** Begin Task inputs **
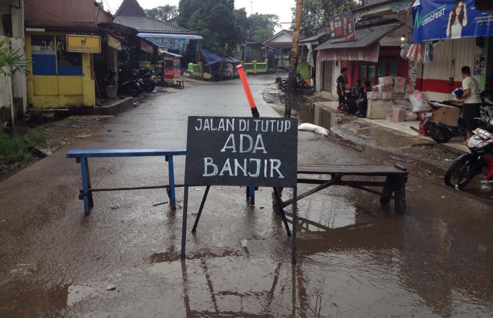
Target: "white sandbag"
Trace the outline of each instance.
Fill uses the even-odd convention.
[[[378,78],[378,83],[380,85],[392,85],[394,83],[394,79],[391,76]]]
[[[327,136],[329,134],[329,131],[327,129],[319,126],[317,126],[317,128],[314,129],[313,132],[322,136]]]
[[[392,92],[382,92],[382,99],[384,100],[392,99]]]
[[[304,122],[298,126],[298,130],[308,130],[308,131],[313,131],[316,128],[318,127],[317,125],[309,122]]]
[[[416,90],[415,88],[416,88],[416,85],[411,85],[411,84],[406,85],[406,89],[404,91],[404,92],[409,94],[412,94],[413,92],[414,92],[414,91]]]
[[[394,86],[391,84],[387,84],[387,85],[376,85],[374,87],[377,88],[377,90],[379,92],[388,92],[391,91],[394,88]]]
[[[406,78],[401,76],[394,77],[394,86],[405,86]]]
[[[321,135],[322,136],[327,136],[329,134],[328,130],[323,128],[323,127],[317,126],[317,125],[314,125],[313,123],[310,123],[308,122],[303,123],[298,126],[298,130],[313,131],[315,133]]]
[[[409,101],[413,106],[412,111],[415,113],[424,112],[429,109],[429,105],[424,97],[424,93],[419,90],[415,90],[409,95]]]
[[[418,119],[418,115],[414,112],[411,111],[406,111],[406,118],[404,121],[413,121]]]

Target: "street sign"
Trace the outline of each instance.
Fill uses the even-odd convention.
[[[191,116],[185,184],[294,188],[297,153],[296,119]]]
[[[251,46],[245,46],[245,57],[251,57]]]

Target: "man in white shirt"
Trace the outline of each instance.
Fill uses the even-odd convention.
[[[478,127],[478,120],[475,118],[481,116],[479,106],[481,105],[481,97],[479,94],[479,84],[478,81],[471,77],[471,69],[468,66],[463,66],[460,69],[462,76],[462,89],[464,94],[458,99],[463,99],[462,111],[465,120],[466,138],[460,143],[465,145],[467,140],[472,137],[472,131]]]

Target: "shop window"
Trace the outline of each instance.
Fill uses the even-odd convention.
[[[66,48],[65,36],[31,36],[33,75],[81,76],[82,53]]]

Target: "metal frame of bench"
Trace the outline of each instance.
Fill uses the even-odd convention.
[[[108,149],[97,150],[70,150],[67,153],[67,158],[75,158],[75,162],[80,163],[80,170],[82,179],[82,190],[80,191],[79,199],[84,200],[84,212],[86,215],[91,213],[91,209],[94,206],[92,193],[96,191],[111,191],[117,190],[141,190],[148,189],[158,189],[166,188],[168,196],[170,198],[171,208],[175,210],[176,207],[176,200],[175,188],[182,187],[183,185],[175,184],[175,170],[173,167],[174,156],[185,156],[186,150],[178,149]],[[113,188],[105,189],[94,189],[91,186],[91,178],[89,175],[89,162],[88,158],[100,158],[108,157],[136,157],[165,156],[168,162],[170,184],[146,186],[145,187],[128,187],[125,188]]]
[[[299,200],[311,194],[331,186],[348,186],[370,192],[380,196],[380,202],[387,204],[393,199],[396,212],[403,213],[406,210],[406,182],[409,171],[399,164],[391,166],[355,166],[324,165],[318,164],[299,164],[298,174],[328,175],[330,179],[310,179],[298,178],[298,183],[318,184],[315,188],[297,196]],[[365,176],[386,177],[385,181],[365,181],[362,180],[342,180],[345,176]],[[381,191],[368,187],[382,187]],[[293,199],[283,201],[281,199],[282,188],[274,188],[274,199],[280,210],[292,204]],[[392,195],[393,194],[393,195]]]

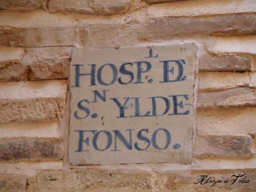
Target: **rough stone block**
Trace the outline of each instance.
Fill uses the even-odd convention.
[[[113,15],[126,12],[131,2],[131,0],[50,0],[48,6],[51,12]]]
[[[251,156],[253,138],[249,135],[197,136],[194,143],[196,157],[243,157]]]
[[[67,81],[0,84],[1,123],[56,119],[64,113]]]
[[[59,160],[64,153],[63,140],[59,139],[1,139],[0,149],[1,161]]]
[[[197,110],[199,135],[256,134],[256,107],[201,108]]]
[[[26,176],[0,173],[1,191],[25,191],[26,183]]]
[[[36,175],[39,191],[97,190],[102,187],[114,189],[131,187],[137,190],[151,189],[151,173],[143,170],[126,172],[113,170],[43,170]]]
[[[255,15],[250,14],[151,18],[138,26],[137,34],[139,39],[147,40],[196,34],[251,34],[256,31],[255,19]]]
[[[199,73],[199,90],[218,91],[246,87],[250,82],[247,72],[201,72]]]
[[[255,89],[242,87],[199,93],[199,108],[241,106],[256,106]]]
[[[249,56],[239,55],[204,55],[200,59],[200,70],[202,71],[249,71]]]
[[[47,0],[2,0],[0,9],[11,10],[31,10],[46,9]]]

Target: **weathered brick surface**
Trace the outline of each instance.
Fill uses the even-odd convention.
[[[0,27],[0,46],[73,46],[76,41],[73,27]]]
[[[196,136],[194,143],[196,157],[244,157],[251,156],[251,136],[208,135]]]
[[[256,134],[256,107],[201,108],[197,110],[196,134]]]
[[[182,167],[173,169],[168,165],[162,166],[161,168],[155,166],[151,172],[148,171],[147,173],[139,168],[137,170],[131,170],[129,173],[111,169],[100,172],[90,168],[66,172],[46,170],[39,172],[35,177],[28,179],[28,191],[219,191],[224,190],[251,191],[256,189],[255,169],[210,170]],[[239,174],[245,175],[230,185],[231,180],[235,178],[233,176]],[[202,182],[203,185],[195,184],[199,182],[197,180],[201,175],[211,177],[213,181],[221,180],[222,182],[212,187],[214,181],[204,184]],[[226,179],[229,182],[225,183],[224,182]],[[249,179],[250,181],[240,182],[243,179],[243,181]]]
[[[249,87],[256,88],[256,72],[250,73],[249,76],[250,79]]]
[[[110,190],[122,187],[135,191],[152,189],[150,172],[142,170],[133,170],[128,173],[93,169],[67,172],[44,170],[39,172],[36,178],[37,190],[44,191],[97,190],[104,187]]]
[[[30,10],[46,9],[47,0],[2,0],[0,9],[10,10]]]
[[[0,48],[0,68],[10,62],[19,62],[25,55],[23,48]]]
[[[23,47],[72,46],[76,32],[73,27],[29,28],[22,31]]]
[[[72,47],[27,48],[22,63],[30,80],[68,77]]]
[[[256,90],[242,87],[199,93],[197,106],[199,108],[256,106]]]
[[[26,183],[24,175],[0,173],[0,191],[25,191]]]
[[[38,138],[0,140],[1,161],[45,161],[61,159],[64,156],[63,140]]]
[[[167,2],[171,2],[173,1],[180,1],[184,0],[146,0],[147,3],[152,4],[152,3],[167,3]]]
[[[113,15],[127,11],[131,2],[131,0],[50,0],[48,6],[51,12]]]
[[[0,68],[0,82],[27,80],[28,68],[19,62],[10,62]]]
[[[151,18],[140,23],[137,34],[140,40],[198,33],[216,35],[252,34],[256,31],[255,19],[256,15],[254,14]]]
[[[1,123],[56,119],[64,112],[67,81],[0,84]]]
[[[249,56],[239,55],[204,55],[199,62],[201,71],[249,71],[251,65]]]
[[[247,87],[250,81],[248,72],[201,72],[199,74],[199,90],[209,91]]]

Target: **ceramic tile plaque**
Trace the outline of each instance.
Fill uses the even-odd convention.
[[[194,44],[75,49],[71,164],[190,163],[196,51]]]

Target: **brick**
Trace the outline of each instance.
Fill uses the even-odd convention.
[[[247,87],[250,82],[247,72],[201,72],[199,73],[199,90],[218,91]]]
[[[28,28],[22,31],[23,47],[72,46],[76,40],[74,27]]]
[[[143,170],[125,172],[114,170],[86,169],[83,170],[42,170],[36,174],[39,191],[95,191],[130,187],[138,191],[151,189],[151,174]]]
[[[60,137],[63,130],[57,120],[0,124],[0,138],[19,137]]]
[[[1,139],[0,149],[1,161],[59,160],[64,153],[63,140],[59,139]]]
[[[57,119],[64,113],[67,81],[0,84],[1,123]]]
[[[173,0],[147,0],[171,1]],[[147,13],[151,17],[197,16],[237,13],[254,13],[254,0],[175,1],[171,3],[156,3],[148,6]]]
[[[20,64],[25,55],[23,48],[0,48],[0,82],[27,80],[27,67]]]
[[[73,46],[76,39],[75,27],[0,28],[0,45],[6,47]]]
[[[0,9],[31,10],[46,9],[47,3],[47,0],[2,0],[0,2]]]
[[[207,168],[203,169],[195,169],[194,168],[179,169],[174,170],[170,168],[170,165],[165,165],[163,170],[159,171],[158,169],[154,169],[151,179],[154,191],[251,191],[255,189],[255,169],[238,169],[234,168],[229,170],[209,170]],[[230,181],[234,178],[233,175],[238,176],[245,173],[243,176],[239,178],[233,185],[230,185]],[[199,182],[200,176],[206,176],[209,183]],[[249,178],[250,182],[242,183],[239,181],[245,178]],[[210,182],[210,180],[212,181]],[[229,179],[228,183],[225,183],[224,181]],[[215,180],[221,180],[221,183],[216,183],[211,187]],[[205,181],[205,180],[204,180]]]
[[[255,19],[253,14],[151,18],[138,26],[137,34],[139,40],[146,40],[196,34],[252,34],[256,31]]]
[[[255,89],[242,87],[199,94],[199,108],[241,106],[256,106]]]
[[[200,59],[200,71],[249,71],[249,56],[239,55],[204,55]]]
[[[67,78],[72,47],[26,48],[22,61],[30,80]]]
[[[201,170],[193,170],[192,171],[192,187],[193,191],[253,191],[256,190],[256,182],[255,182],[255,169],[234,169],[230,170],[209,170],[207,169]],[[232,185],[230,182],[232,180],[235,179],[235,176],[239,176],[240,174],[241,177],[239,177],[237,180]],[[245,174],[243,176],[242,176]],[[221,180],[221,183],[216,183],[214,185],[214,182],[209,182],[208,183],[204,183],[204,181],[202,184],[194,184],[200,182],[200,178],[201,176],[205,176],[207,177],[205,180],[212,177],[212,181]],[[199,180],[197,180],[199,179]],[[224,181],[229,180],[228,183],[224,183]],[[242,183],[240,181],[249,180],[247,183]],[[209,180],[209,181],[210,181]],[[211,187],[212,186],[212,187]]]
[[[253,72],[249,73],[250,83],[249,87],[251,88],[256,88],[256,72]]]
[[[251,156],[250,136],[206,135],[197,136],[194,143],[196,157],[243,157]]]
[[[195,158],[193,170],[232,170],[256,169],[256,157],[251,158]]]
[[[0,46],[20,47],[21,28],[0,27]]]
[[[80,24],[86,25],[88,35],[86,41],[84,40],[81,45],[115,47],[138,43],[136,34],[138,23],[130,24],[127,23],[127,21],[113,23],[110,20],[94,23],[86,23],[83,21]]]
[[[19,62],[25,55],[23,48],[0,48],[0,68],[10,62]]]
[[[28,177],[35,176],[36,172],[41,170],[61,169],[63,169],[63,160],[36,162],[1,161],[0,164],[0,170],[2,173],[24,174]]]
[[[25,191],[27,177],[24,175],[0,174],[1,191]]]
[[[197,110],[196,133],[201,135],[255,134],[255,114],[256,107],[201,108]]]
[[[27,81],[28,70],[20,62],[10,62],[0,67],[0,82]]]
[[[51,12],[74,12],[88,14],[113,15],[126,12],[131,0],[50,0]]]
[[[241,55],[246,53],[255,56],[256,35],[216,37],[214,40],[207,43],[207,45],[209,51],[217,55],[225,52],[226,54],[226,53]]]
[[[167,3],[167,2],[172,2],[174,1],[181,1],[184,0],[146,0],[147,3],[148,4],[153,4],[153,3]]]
** End Task inputs **
** Begin Task inputs **
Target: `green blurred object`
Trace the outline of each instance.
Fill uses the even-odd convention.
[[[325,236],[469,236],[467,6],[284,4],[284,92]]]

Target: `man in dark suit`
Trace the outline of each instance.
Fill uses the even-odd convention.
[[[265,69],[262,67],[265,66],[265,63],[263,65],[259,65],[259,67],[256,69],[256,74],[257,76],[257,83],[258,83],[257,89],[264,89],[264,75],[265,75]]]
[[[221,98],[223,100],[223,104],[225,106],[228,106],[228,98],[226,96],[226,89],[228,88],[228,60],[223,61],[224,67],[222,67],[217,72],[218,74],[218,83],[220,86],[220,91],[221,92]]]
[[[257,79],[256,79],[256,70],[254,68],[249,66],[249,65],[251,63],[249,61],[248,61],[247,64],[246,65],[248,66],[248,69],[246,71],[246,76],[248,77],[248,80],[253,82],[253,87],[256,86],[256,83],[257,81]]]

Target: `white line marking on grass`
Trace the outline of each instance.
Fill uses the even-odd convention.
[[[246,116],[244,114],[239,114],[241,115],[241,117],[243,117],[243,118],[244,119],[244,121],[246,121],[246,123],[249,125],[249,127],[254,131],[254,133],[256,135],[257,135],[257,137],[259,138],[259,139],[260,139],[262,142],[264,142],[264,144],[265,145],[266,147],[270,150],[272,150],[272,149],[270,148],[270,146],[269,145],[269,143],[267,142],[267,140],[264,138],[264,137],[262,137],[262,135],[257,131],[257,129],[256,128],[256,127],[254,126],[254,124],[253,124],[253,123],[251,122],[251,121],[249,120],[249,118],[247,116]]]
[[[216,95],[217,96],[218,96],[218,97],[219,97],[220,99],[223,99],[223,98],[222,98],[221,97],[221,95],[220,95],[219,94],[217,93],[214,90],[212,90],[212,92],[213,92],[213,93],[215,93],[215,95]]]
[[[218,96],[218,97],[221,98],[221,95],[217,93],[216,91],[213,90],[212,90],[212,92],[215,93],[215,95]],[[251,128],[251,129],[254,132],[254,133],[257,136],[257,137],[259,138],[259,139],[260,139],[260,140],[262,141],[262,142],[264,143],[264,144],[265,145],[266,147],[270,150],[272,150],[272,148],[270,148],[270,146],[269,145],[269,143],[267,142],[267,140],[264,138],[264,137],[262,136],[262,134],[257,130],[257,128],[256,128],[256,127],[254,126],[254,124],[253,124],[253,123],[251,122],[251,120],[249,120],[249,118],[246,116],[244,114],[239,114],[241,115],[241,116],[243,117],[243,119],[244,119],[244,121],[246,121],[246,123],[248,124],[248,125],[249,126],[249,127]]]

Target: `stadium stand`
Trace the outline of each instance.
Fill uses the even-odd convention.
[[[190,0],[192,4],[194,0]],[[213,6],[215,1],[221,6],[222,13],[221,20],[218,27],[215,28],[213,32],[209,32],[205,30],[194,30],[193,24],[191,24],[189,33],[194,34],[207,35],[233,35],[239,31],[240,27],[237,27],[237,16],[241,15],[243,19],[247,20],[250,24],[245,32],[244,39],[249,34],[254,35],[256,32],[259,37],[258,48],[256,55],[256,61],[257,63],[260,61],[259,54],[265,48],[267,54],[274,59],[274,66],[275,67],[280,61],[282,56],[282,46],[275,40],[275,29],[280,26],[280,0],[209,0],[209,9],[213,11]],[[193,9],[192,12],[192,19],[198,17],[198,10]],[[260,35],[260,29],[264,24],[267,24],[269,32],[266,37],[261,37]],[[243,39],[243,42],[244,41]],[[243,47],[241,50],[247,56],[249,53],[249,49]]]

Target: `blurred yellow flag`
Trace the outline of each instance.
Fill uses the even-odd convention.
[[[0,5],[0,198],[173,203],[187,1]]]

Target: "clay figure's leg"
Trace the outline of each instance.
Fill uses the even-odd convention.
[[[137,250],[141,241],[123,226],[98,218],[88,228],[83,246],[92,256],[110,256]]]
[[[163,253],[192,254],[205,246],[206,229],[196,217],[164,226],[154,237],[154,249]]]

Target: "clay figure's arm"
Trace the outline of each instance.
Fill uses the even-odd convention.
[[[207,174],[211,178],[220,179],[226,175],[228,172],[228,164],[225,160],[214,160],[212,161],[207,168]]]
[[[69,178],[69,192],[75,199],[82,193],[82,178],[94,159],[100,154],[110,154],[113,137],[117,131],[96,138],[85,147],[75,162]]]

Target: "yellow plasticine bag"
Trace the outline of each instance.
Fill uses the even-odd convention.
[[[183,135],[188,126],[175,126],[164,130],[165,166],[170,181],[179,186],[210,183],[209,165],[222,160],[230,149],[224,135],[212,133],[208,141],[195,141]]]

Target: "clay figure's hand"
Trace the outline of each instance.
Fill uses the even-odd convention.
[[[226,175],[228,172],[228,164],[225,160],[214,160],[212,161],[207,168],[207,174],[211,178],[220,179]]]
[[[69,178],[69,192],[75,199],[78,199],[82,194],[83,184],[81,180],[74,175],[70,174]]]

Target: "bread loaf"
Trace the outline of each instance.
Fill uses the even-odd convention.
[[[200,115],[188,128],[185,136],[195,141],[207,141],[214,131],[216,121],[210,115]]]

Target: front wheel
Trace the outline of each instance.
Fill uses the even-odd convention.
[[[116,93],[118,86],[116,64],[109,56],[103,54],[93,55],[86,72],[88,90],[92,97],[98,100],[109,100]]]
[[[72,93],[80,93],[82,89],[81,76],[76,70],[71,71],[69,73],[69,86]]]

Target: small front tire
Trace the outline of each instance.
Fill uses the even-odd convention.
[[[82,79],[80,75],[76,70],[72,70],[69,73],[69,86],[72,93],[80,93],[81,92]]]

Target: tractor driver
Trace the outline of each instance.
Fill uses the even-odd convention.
** End Task inputs **
** Begin Task inputs **
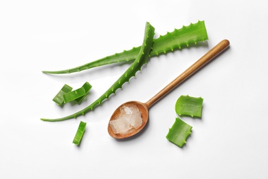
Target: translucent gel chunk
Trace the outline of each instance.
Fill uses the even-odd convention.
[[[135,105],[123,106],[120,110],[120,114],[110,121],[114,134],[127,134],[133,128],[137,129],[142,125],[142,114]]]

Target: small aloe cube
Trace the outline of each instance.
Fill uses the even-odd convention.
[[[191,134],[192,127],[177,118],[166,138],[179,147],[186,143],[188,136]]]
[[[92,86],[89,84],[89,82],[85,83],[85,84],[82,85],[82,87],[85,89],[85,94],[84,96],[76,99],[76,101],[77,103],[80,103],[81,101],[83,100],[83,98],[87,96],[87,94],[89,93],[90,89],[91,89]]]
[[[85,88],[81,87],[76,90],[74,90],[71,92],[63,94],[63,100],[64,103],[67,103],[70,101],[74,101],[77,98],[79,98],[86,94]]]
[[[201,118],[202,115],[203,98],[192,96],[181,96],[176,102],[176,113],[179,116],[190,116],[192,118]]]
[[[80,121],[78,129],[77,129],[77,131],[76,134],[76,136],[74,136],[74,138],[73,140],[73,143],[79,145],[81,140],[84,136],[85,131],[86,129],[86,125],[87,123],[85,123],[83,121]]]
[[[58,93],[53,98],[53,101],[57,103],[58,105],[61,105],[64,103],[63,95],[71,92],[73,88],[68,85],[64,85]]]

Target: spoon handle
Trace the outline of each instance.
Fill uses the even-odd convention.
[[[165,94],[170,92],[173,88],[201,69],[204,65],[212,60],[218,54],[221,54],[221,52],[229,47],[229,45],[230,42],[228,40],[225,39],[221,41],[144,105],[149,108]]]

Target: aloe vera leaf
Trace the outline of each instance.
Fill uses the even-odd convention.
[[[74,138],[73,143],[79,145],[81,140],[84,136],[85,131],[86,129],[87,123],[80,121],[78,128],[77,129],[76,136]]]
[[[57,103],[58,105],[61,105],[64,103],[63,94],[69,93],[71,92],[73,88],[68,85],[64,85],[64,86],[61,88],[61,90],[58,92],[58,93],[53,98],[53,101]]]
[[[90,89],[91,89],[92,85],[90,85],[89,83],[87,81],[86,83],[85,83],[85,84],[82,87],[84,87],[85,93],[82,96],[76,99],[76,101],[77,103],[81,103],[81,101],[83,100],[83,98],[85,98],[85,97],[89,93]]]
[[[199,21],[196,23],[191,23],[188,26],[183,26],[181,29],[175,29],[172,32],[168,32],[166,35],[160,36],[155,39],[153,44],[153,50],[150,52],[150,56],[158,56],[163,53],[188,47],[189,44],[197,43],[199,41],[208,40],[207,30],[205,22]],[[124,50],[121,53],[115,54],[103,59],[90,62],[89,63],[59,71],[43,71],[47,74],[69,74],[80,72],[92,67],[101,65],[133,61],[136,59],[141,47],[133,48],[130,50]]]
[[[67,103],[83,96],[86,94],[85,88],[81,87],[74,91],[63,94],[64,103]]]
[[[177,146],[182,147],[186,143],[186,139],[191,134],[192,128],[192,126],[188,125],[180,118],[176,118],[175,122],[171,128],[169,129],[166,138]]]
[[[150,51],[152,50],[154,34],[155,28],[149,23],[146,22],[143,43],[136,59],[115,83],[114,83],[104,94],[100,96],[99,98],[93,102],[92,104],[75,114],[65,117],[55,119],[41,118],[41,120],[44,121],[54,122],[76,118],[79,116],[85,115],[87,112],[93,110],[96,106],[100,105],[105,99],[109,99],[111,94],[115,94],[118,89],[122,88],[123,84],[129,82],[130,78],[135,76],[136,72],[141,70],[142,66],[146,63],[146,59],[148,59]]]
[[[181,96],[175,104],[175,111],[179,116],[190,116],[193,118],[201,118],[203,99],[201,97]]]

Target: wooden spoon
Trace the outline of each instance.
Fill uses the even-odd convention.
** End Task inputs **
(What is required) List each line from the rows above that contains the word "figure".

(Solution for this problem)
Target: "clay figure's leg"
Target: "clay figure's arm"
Target: "clay figure's hand"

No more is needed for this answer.